Textauszug:
Startschuss der Wohnungswirtschaft in die digitale Welt von morgen – das neue Telekommunikationsgesetz

Im Verbandsmagazin norddeutscher Wohnungsunternehmen – Betriebskosten aktuell, Ausgabe Juni 2022 – finden sich stets interessante und nutzbringende Artikel rund um das Thema der Wohnkosten.

Zum aktuell sehr kontrovers diskutierten Telekommunikationsmodernisierungsgesetz hat die PLANATEL ihre Einschätzung und Handlungsempfehlung dargelegt, die ab Seite 18 im Magazin gedruckt ist. Der Artikel ist online entweder per Download der PDF-Datei der Juni Ausgabe 77 oder auch direkt hier lesbar:

Von Dipl.-Ing. Jens Thaele und Dipl.-Ing. Wolfgang Voigt

Im Mai letzten Jahres hat der Bundesrat die Novelle des überarbeiteten Telekommunikationsgesetzes (TKG) verabschiedet. Die überwiegenden Reaktionen aus der Wohnungswirtschaft waren eher skeptischer Natur. Durchaus sehr verständlich, denn es entfällt auch das bislang geltende sogenannte Nebenkostenprivileg für Vermieter. Doch ein genauerer Blick in das am 1. Dezember 2021 endgültig in Kraft getretene Telekommunikationsmodernisierungsgesetz, wie es im Volltext ein wenig sperrig klingt, offenbart viele neue Chancen. Es setzt wichtige Impulse für einen schnelleren und konsequenteren Ausbau von Gigabitnetzen – der Grundinfrastruktur für Digitalisierung – auch in der Wohnungswirtschaft.

Da neue Chancen immer auch Risiken beinhalten, ist es zunächst wichtig, wesentliche Inhalte und Absichten des Gesetzes sowie die sich daraus ergebenden Konsequenzen zu verstehen. Nur so ist es möglich, die Änderungen vorteilhaft zu nutzen und künftige Fehler zu vermeiden. Dazu in der Folge einige Einblicke:

Was ändert sich konkret?

Vermieter können bisher sowohl die Betriebskosten für die gebäudeinterne Breitband-Infrastruktur als auch die Kosten für die TV-Versorgung auf die Mieter – das sogenannte Nebenkostenprivileg – umlegen. Das neue TKG regelt diese Umlagefähigkeit neu – mit einer Übergangsfrist für alte, bestehende Infrastrukturen bis zum 30. Juni 2024. Danach gilt ein völlig neues Verfahren, das sogenannte Glasfaserbereitstellungsentgeld. Im Übrigen gilt für neu errichtete gebäudeinterne Netzinfrastruktur bereits seit dem 1. Dezember 2021 ausschließlich das neue Verfahren zur Umlage und Refinanzierung.

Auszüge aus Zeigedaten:
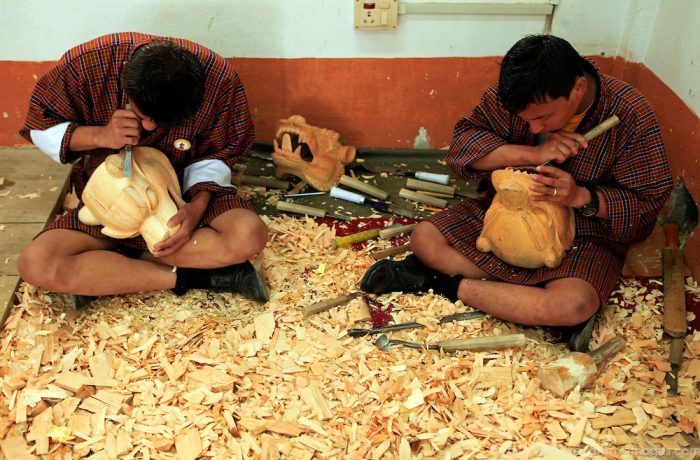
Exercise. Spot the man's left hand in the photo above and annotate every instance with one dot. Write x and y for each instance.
(188, 218)
(557, 186)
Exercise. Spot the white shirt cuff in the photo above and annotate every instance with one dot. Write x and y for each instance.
(49, 140)
(206, 171)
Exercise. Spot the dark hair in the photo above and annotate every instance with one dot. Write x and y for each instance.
(165, 81)
(537, 67)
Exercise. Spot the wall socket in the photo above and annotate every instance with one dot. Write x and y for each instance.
(376, 14)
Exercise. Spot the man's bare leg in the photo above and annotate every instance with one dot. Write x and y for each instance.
(562, 302)
(73, 262)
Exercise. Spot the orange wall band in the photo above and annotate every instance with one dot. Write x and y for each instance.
(383, 102)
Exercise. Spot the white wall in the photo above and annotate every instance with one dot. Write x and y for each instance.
(662, 34)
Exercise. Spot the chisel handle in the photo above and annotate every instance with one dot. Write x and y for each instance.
(370, 190)
(327, 304)
(484, 343)
(601, 128)
(358, 237)
(300, 209)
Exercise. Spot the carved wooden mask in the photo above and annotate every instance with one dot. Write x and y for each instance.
(521, 232)
(128, 206)
(310, 153)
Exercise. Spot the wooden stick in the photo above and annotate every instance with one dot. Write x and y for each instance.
(394, 230)
(327, 304)
(392, 251)
(422, 185)
(358, 237)
(363, 187)
(484, 343)
(421, 198)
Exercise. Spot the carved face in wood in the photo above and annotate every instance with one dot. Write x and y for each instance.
(142, 204)
(521, 232)
(310, 153)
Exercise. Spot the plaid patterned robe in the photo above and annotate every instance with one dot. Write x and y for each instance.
(627, 165)
(84, 89)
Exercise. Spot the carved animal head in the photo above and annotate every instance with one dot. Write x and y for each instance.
(141, 204)
(310, 153)
(521, 232)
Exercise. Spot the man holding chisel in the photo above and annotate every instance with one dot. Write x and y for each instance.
(547, 96)
(130, 89)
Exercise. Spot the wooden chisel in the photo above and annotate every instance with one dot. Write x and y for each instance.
(286, 206)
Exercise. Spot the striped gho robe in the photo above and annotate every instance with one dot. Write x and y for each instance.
(84, 88)
(627, 165)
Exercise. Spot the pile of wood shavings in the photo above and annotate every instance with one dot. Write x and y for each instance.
(216, 376)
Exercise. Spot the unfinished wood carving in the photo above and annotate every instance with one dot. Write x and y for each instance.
(521, 232)
(313, 154)
(128, 206)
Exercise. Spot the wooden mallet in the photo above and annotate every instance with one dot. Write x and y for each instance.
(576, 368)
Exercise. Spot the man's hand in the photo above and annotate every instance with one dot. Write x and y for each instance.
(560, 146)
(123, 128)
(557, 186)
(188, 217)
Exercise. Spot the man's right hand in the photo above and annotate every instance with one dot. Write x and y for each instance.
(123, 128)
(560, 146)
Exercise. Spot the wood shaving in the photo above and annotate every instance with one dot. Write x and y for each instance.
(210, 375)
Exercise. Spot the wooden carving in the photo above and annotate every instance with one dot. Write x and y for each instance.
(313, 154)
(524, 233)
(141, 204)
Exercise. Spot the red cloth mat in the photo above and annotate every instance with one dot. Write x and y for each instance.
(381, 315)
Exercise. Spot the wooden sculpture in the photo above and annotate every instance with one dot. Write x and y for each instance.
(141, 204)
(524, 233)
(313, 154)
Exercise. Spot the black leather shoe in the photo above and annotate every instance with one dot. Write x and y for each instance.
(578, 337)
(406, 275)
(241, 278)
(82, 300)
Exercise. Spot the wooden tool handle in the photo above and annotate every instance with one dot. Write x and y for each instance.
(358, 237)
(608, 349)
(421, 198)
(484, 343)
(601, 128)
(415, 184)
(327, 304)
(392, 251)
(364, 188)
(394, 230)
(300, 209)
(675, 322)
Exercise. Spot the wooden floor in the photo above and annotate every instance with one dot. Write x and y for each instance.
(32, 189)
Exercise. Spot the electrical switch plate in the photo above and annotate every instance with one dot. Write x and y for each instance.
(376, 14)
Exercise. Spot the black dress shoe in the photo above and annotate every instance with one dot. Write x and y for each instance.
(82, 300)
(578, 337)
(241, 278)
(408, 275)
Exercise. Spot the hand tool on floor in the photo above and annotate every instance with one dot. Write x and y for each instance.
(368, 189)
(577, 368)
(377, 205)
(393, 170)
(384, 343)
(678, 224)
(286, 206)
(355, 332)
(327, 304)
(422, 198)
(359, 237)
(128, 157)
(465, 316)
(380, 254)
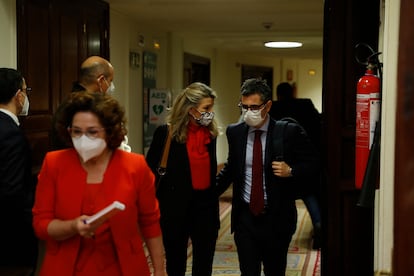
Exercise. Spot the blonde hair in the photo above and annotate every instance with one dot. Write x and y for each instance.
(178, 117)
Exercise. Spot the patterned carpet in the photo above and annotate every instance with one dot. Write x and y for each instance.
(302, 260)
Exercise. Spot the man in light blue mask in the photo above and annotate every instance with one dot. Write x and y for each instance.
(18, 250)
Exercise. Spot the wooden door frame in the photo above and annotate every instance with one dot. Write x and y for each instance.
(404, 147)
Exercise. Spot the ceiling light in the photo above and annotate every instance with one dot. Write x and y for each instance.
(282, 44)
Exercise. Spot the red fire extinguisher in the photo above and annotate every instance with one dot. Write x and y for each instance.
(368, 104)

Aufgaben:
1) Treffen die folgenden Aussagen laut dem Textauszug zum Telekommunikationsgesetz zu? Antworte jeweils mit Ja oder Nein und belege die Antwort mit den entscheidenden Worten des Textauszugs als wörtlichem Zitat.
(a) Das Telekommunikationsmodernisierungsgesetz ist am 1. Dezember 2021 endgültig in Kraft getreten.
(b) Die Übergangsfrist für alte, bestehende Infrastrukturen läuft bis zum 30. Juni 2023.
(c) Die Wohnungswirtschaft hat überwiegend zustimmend auf die Novelle reagiert.
2) Beantworte die folgenden Fragen mit Angaben aus dem Textauszug zum Telekommunikationsgesetz.
(a) Ab welcher Seite ist der Artikel im Magazin gedruckt?
(b) Welches Organ hat im Mai die Novelle des Telekommunikationsgesetzes verabschiedet?
(c) Wie heißt das neue Verfahren, das nach der Übergangsfrist gilt?

Lösungen:
1)
(a) Ja: „das am 1. Dezember 2021 endgültig in Kraft getretene Telekommunikationsmodernisierungsgesetz“
(b) Nein: „mit einer Übergangsfrist für alte, bestehende Infrastrukturen bis zum 30. Juni 2024“
(c) Nein: „Die überwiegenden Reaktionen aus der Wohnungswirtschaft waren eher skeptischer Natur.“

2)
(a) Ab Seite 18.
(b) Der Bundesrat.
(c) Das Glasfaserbereitstellungsentgeld.